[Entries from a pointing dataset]

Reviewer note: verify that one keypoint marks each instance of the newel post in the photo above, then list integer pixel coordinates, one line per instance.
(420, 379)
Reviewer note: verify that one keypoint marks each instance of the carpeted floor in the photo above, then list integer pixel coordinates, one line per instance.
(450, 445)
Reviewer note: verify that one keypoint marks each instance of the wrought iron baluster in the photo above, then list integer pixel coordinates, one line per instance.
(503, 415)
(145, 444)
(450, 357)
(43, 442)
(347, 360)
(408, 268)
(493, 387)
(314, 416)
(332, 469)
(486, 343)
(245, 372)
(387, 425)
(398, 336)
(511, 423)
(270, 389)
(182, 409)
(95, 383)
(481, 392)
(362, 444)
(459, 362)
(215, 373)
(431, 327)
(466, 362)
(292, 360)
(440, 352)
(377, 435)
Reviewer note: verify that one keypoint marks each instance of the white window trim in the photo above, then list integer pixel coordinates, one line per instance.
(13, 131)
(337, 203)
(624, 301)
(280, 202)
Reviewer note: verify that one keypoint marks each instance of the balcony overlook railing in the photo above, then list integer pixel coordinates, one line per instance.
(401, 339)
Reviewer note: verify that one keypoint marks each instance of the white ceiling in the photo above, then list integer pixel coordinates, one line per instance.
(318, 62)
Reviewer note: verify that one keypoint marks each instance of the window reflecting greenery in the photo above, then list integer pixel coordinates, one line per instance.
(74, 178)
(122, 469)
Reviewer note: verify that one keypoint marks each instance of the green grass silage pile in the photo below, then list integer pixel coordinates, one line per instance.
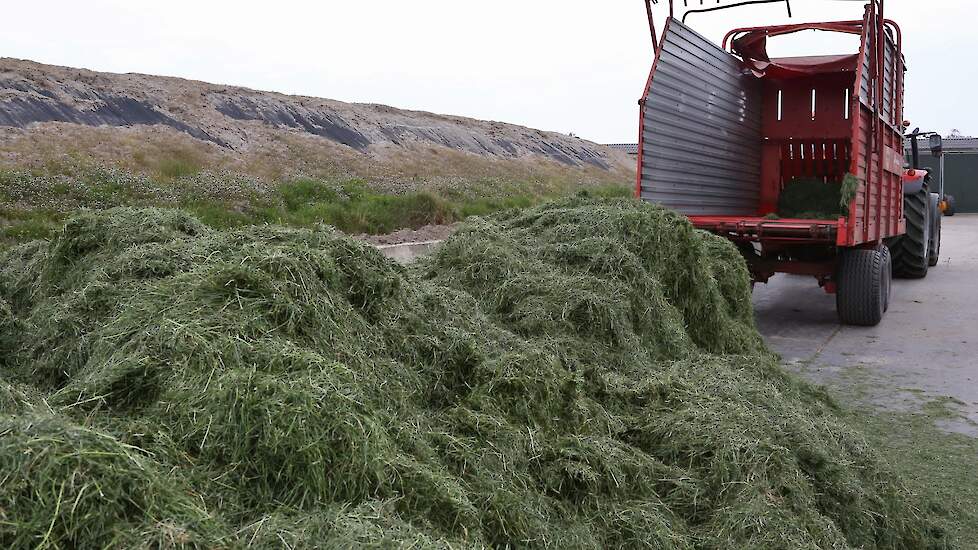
(585, 374)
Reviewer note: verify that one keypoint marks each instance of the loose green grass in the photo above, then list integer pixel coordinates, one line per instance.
(582, 374)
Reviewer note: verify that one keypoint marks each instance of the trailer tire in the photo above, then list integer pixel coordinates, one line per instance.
(911, 251)
(934, 249)
(860, 286)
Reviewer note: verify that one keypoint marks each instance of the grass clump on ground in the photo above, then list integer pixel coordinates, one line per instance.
(34, 204)
(583, 374)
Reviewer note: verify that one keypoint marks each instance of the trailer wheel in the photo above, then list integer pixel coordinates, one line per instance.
(861, 287)
(911, 251)
(935, 241)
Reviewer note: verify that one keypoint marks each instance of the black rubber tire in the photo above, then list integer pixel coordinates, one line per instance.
(887, 274)
(859, 297)
(911, 254)
(934, 250)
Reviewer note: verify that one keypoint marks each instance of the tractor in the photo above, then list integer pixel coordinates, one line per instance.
(725, 129)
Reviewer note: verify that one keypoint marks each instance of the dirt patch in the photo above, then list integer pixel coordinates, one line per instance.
(404, 236)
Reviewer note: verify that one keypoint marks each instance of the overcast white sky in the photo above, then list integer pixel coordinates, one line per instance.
(565, 65)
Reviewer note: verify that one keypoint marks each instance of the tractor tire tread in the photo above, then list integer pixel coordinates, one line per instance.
(911, 251)
(860, 292)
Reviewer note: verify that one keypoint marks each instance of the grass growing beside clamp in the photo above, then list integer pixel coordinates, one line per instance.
(34, 205)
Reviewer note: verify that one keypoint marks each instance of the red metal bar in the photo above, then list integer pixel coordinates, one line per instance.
(849, 27)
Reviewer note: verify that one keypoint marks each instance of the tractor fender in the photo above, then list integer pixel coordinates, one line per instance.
(912, 184)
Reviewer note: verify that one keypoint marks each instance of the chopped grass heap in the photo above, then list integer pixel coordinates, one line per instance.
(813, 198)
(584, 374)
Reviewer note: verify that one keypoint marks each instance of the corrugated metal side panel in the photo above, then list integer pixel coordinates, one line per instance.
(701, 151)
(865, 83)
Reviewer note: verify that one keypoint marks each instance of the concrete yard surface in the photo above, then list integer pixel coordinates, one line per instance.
(925, 348)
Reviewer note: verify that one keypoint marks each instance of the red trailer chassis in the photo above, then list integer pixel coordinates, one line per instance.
(722, 130)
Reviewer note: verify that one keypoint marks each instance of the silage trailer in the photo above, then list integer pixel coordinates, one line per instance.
(724, 128)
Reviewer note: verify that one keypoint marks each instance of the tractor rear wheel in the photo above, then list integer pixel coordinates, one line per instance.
(861, 286)
(911, 251)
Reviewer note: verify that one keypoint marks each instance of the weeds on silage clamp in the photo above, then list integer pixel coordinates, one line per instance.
(582, 374)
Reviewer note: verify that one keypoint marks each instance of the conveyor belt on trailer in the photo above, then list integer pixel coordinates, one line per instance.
(758, 229)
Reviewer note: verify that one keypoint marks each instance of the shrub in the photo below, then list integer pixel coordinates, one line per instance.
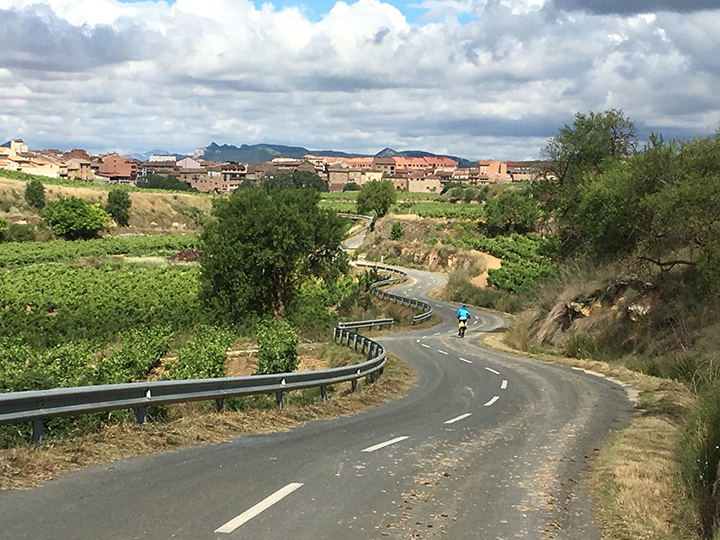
(205, 356)
(75, 219)
(35, 193)
(118, 206)
(397, 231)
(277, 343)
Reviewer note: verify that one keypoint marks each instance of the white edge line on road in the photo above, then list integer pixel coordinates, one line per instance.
(493, 400)
(386, 443)
(263, 505)
(458, 418)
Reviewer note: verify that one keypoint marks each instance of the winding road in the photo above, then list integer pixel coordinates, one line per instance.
(486, 445)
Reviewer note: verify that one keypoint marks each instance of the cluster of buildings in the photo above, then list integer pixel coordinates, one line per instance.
(414, 174)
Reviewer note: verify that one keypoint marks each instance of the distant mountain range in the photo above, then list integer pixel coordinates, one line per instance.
(256, 153)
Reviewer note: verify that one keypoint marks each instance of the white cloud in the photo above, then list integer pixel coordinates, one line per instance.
(106, 74)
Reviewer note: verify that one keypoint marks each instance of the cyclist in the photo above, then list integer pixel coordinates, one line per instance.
(463, 318)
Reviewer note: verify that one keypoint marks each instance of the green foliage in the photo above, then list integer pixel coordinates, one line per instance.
(75, 219)
(50, 304)
(277, 344)
(166, 183)
(20, 232)
(262, 246)
(397, 231)
(64, 251)
(376, 196)
(205, 356)
(141, 351)
(295, 180)
(35, 193)
(118, 206)
(512, 212)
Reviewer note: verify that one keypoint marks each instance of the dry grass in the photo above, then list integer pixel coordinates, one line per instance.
(195, 424)
(634, 475)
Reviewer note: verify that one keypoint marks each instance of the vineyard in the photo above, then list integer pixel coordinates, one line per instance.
(24, 253)
(523, 266)
(49, 304)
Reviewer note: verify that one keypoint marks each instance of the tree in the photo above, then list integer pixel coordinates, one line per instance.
(118, 206)
(4, 226)
(35, 193)
(75, 219)
(512, 211)
(397, 231)
(297, 180)
(351, 186)
(261, 246)
(277, 348)
(376, 196)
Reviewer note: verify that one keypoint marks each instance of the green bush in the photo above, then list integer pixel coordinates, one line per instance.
(118, 206)
(35, 193)
(140, 351)
(205, 356)
(75, 219)
(277, 344)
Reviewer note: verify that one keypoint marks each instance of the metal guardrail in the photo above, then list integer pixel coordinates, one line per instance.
(37, 406)
(427, 310)
(367, 324)
(40, 405)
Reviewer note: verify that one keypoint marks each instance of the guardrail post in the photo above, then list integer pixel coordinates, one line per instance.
(37, 427)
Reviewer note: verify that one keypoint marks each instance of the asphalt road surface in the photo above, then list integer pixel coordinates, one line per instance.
(486, 445)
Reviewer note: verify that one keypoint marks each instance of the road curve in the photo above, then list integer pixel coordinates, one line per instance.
(485, 445)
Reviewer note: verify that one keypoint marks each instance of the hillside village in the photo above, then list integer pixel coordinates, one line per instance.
(412, 174)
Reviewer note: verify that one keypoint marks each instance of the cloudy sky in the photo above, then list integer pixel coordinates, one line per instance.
(472, 78)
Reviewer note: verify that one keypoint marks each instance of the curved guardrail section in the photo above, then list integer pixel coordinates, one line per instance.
(375, 289)
(40, 405)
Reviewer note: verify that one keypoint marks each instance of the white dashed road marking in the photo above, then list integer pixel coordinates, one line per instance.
(383, 445)
(263, 505)
(458, 418)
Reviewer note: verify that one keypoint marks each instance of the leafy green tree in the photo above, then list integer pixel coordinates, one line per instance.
(351, 186)
(262, 246)
(297, 180)
(277, 348)
(75, 219)
(35, 193)
(118, 206)
(376, 196)
(512, 212)
(4, 226)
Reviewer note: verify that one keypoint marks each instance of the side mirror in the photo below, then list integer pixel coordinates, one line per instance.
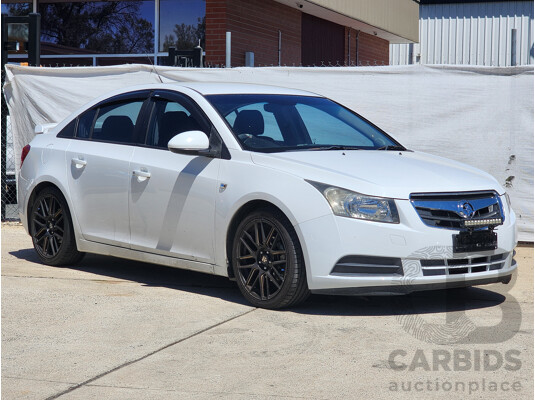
(189, 142)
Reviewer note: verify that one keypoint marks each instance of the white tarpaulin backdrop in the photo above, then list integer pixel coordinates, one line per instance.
(482, 116)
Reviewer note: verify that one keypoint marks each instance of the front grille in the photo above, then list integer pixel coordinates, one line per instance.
(457, 266)
(451, 210)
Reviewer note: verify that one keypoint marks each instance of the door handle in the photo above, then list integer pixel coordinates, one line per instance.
(142, 174)
(79, 162)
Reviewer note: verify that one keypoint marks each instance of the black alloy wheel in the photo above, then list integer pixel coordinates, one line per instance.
(268, 262)
(51, 229)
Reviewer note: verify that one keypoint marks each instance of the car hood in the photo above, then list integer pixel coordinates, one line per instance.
(392, 174)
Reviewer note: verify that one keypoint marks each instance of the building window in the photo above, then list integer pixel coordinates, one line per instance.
(14, 8)
(113, 27)
(182, 24)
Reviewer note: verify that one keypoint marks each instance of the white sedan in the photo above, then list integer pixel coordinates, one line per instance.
(284, 191)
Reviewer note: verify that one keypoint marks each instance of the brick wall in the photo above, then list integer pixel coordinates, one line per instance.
(216, 26)
(255, 27)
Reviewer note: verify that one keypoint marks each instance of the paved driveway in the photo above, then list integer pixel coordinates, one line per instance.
(109, 328)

(What to produce): Write out again, exactly, the lines from the one holding "of the front" through the end of the listing, with both ends included.

(Completed exercise):
Reviewer note: verify that one keypoint marks each instance of the front grille in the photo above, then list integer pixel coordinates, one line per instance.
(457, 266)
(451, 210)
Reviewer note: verify that one keypoint marks each instance of the door handle in the photo above, then list integer pixel coordinates, one line per instance.
(142, 174)
(79, 162)
Reviewer note: verify that one keypoint marks each instance of the black alloy wheel in the photo above, then list integer pixel coordinates, one line per instance.
(268, 262)
(51, 229)
Reviewer note: verify that one keypoint marks each instance of the car hood in the photo above, then list integer pixel coordinates, one line per instance.
(392, 174)
Reviewer note: verify that one keypoint marks each instance of the building window in the photo above, then list integer pixel coordinates, one line per instance.
(14, 8)
(113, 27)
(182, 24)
Reviewer note: verify that one keypoint marks each instance of the white sedan in the photo above, then list integer pixel coordinates, one line per instance.
(284, 191)
Reviewer note: verify that one keypoint marks each instance of the brick wall in the photo above, then list integer pixel coordinates, one line per instance.
(216, 26)
(255, 27)
Reviewer note: verify that one keypoint marks each instance of the paved driveway in the photo above, then list integer pixel coordinates, one line per instance.
(109, 328)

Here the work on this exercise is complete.